Por LEONARDO MELO
O lançamento de uma agroindústria na Amazônia aumentará em até 60% a renda familiar de comunidades extrativistas do Amapá e do Pará. Os trabalhadores poderão, agora, processar as sementes colhidas na floresta para retirar óleo e manteiga vegetal, usados na produção de diversos cosméticos – antes, eles só lucravam com a venda da matéria-prima.
Inaugurado oficialmente no dia 23 de maio, o complexo industrial fica na Ilha das Cinzas, região do arquipélago do Marajó (PA). O seu sistema é operado 100% por energia solar e possui baterias de lítio para armazenamento de carga elétrica. Este projeto é o primeiro do tipo em uma área de várzea, cuja água do rio sobe em alguns períodos e inunda o território.
A iniciativa é resultado da parceria entre a Natura Cosméticos e a WEG, fabricante de equipamentos elétricos. As empresas trabalharam junto com a Associação dos Trabalhadores Agroextrativistas da Ilha das Cinzas (Ataic), que atende comunidades de Afuá, Gurupá, Breves, Chaves e Anajás, no Pará, e Mazagão, no Amapá.

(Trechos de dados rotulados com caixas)

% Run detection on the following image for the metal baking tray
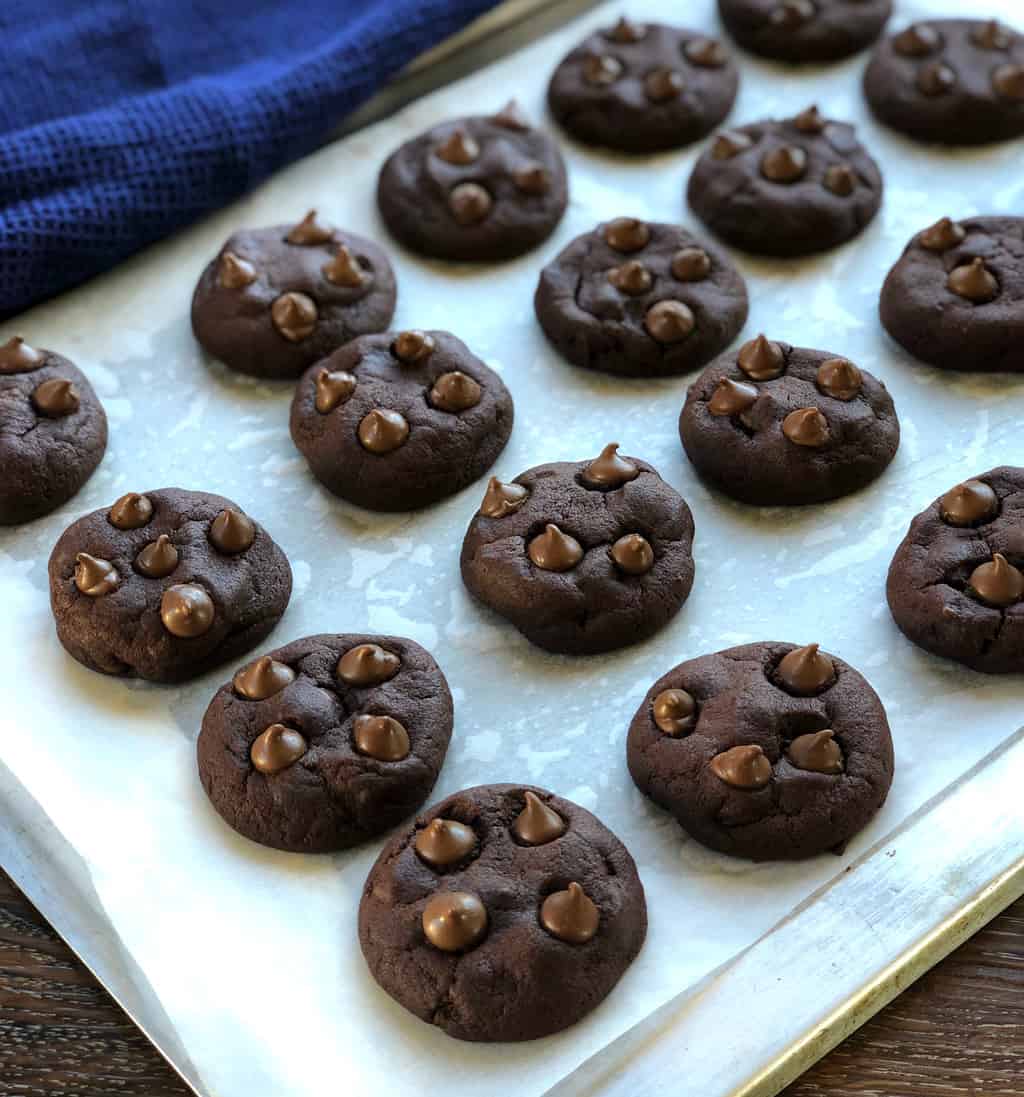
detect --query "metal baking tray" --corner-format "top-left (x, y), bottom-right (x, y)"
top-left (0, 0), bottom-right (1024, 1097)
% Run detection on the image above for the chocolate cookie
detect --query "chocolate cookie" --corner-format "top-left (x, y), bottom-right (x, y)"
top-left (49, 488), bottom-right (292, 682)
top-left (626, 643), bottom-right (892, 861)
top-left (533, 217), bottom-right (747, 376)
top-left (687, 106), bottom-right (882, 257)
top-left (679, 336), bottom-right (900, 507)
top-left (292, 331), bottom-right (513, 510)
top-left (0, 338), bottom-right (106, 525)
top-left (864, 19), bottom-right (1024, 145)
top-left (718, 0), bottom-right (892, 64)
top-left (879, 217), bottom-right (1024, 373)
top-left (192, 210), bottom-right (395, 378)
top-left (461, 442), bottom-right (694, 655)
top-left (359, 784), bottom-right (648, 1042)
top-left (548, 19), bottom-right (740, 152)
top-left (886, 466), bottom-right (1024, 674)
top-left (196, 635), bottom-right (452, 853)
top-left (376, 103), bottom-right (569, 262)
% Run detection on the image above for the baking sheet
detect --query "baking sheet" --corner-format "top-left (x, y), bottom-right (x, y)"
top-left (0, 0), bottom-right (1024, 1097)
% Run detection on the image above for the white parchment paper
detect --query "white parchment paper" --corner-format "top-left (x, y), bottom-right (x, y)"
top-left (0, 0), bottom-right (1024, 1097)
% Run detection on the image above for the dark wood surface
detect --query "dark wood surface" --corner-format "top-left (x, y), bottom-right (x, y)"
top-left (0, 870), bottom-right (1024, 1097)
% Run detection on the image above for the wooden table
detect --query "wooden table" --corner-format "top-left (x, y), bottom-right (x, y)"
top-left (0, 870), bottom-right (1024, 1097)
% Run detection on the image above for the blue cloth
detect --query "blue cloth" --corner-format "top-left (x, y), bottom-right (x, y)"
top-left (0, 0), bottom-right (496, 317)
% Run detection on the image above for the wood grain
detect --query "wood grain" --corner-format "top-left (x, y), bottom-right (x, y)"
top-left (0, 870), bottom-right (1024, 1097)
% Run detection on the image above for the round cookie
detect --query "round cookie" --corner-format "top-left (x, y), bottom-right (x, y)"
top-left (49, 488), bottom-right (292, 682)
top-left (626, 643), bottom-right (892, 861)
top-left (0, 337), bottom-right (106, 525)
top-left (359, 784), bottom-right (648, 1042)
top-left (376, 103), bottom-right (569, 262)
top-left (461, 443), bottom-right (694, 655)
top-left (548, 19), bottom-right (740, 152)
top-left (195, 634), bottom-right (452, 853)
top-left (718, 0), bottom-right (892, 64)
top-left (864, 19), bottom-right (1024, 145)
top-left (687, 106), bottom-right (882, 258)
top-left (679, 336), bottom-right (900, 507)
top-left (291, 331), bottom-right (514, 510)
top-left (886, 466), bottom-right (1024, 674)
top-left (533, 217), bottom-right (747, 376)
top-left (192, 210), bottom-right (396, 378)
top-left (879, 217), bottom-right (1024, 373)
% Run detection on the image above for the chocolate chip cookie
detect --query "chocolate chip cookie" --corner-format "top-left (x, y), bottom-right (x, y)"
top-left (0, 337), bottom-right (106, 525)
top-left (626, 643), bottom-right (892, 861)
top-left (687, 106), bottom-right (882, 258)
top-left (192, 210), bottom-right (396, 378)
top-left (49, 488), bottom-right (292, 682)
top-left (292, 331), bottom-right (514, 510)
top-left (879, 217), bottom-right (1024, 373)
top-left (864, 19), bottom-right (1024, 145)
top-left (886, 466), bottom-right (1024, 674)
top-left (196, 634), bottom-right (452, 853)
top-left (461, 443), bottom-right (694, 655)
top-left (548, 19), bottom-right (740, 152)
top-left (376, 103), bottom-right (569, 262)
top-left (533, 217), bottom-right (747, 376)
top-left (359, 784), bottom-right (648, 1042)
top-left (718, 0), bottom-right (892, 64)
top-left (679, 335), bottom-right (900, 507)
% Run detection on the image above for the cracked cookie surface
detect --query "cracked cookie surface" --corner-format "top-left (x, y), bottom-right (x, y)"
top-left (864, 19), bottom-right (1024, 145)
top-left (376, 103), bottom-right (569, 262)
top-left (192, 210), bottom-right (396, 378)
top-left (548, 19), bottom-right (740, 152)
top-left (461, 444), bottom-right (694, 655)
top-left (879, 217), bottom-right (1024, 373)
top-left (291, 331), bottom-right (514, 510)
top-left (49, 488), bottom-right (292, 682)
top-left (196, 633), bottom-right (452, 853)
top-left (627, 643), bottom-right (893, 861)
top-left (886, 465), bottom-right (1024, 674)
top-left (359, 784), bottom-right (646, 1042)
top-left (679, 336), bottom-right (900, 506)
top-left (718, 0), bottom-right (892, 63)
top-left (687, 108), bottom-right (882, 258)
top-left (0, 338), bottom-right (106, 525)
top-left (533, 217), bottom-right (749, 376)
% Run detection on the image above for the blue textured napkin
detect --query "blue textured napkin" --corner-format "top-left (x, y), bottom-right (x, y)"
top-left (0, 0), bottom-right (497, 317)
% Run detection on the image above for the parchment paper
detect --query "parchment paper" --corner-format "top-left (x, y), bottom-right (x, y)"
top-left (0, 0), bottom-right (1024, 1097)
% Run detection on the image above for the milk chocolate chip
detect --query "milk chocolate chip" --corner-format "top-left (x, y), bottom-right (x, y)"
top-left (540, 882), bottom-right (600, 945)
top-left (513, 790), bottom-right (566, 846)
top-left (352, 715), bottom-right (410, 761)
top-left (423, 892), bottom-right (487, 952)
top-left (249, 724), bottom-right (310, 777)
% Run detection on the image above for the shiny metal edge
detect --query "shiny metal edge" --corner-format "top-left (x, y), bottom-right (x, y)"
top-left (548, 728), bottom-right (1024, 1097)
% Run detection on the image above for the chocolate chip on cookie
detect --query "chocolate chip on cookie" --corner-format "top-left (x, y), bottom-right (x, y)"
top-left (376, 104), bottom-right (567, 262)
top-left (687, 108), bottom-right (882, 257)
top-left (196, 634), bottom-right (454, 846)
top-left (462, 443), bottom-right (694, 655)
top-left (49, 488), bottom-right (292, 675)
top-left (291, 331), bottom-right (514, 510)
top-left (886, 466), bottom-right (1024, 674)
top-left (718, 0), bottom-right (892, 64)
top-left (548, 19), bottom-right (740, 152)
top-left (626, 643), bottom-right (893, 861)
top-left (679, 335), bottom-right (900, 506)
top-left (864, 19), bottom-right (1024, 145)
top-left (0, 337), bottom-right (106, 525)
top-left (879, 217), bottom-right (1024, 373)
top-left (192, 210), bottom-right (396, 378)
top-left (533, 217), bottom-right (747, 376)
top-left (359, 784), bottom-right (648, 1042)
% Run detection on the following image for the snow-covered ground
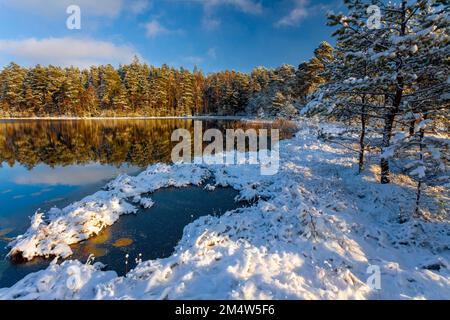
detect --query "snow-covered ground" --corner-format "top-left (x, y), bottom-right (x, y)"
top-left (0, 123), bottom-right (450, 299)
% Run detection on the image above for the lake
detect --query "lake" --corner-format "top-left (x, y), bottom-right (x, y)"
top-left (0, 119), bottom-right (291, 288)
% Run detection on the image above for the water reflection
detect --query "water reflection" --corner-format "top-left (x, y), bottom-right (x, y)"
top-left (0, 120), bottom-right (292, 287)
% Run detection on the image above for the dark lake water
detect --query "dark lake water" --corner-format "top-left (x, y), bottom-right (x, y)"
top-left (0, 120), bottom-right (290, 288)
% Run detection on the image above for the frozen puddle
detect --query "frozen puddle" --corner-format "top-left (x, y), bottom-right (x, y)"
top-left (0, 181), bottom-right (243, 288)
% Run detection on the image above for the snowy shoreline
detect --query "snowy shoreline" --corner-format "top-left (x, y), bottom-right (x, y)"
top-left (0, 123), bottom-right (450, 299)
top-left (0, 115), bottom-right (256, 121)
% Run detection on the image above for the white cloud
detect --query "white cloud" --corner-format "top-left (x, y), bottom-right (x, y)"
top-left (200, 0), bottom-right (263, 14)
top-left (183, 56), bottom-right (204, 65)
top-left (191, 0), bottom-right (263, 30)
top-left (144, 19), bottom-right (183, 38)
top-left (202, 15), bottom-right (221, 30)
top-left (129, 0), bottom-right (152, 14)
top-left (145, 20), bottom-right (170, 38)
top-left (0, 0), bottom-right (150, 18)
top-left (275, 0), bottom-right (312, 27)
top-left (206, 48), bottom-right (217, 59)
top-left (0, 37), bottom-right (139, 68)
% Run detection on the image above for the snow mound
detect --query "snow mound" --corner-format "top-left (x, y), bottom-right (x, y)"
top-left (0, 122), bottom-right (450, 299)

ENUNCIADO A.
Com base no texto sobre a agroindústria na Amazônia, responda:
(i) Em até quanto aumentará a renda familiar das comunidades extrativistas?
(ii) Em que dia o complexo industrial foi inaugurado oficialmente?
(iii) Qual é a empresa fabricante de equipamentos elétricos que participou da parceria?
ENUNCIADO B.
Reproduza sem alterações o trecho do texto sobre a agroindústria na Amazônia que começa com as palavras "Por LEONARDO MELO" e termina com "venda da matéria-prima.".

RESPOSTA A.
(i) Em até 60%.
(ii) No dia 23 de maio.
(iii) A WEG.

RESPOSTA B.
Por LEONARDO MELO
O lançamento de uma agroindústria na Amazônia aumentará em até 60% a renda familiar de comunidades extrativistas do Amapá e do Pará. Os trabalhadores poderão, agora, processar as sementes colhidas na floresta para retirar óleo e manteiga vegetal, usados na produção de diversos cosméticos – antes, eles só lucravam com a venda da matéria-prima.